The 1919 Great Air Race

In 1919, The acting Australian Prime Minister William Alexander Watt announced, on behalf of Prime Minister William “Billy” Hughes, the Commonwealth Government would offer a prize of £10,000 for the first successful flight to Australia from Great Britain in under 30 days.

Australia had the world’s attention on 10 December 1919 as the winners of the Great Air Race from England to Australia finally touched down in Fannie Bay, Northern Territory.

The victorious pilots, Ross and Keith Smith in their Vickers Vimy G-EAOU twin engine plane, won the £10,000 prize when they landed in Darwin to enormous local, national and international acclaim. This extraordinary event was the forerunner to the international air travel that is so commonplace today and opened new trade channels for international mail and freight – in 1919, with aviation in its infancy, excitement gripped the world and encapsulated the imagination of the Australian people.

**Tasks for this exercise:**
a – Name every person mentioned in the Great Air Race text.
b – Answer these questions from the Great Air Race text:
(i) Within how many days did the flight from Great Britain to Australia have to be completed to win the prize?
(ii) On what date did the winners touch down in Fannie Bay?
(iii) What aircraft did the winning pilots fly?
c – Duplicate the part of the Great Air Race text starting with "The victorious pilots, Ross" and going on through "the Australian people.".

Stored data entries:
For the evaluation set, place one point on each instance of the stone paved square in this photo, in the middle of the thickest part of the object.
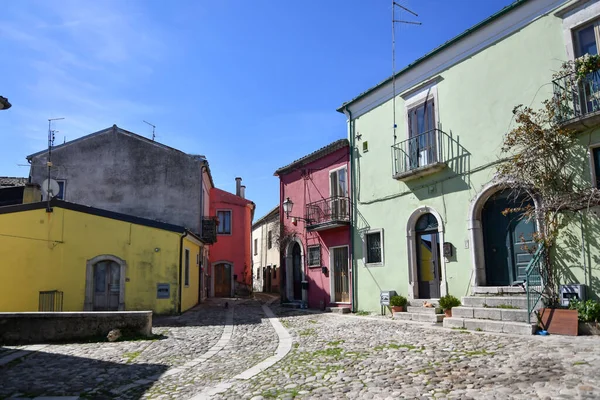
(198, 354)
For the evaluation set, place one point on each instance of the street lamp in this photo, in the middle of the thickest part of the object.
(287, 207)
(4, 103)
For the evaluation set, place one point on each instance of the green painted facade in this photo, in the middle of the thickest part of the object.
(474, 99)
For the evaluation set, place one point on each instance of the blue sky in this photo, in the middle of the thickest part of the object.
(253, 85)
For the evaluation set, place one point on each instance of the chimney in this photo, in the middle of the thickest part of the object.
(238, 184)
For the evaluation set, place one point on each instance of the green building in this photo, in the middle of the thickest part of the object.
(427, 205)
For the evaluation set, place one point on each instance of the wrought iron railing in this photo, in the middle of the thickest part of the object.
(419, 151)
(536, 279)
(209, 229)
(50, 300)
(329, 210)
(574, 97)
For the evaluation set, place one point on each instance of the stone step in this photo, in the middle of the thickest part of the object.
(519, 328)
(339, 310)
(495, 301)
(498, 314)
(424, 310)
(419, 317)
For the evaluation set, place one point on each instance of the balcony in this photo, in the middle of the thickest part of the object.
(209, 230)
(577, 101)
(328, 213)
(420, 155)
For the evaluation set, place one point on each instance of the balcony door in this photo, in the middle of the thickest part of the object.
(421, 133)
(338, 190)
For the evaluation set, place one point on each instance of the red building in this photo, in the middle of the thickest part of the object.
(315, 216)
(231, 257)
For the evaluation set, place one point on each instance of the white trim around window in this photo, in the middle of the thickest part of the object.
(217, 211)
(374, 264)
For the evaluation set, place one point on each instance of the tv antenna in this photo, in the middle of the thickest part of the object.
(48, 182)
(394, 22)
(153, 128)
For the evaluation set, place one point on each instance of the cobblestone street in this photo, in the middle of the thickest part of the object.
(206, 353)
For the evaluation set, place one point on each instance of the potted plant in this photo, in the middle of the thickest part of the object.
(398, 303)
(447, 302)
(588, 313)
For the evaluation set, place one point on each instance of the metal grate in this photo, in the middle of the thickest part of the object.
(51, 300)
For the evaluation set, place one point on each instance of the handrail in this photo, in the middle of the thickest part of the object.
(536, 279)
(418, 151)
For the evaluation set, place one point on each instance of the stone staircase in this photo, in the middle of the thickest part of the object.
(421, 314)
(504, 314)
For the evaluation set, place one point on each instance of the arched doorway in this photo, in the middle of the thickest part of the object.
(105, 283)
(428, 257)
(507, 239)
(223, 276)
(297, 271)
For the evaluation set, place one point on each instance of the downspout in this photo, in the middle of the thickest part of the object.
(348, 114)
(181, 270)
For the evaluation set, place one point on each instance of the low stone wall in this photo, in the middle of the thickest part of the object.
(45, 327)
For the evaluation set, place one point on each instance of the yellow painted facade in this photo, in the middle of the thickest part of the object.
(42, 251)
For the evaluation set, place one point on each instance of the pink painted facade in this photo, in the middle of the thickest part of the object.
(319, 224)
(231, 257)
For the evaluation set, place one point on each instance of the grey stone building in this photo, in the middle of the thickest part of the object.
(120, 171)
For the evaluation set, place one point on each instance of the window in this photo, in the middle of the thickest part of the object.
(61, 190)
(187, 268)
(314, 256)
(224, 218)
(374, 247)
(596, 165)
(585, 40)
(422, 135)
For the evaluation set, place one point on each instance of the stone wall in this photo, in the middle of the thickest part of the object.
(44, 327)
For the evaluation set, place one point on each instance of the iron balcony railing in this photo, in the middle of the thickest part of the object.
(419, 151)
(50, 300)
(209, 229)
(574, 97)
(331, 210)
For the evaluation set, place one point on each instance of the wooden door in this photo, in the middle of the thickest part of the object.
(107, 286)
(222, 276)
(297, 271)
(341, 286)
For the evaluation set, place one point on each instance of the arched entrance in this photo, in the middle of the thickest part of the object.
(105, 283)
(428, 257)
(425, 237)
(498, 242)
(294, 270)
(507, 240)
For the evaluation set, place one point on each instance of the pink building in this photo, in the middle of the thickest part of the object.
(315, 218)
(230, 257)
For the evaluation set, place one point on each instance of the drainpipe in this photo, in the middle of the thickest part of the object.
(348, 114)
(181, 269)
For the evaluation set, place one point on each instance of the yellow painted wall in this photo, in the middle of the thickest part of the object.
(48, 251)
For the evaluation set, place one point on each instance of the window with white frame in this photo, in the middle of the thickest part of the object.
(314, 256)
(187, 268)
(224, 217)
(595, 154)
(374, 247)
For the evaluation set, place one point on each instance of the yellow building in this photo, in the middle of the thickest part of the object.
(99, 260)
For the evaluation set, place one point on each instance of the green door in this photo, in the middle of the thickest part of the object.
(507, 240)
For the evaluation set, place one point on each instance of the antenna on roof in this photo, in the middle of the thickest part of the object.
(153, 128)
(394, 22)
(48, 182)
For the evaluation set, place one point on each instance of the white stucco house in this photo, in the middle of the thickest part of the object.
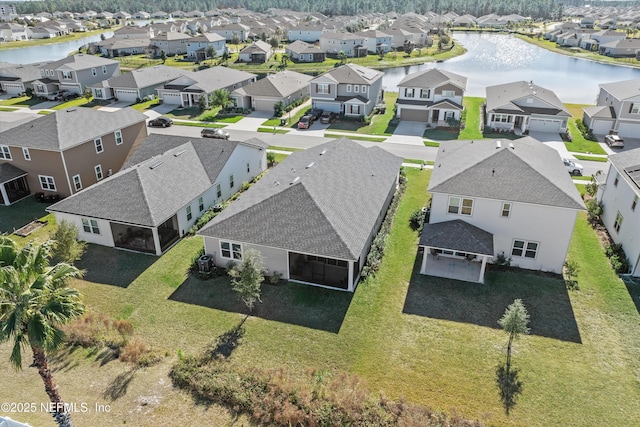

**Solution set:**
a –
William Alexander Watt
William "Billy" Hughes
Ross Smith
Keith Smith

b –
(i) Under 30 days.
(ii) 10 December 1919.
(iii) A Vickers Vimy G-EAOU twin engine plane.

c –
The victorious pilots, Ross and Keith Smith in their Vickers Vimy G-EAOU twin engine plane, won the £10,000 prize when they landed in Darwin to enormous local, national and international acclaim. This extraordinary event was the forerunner to the international air travel that is so commonplace today and opened new trade channels for international mail and freight – in 1919, with aviation in its infancy, excitement gripped the world and encapsulated the imagination of the Australian people.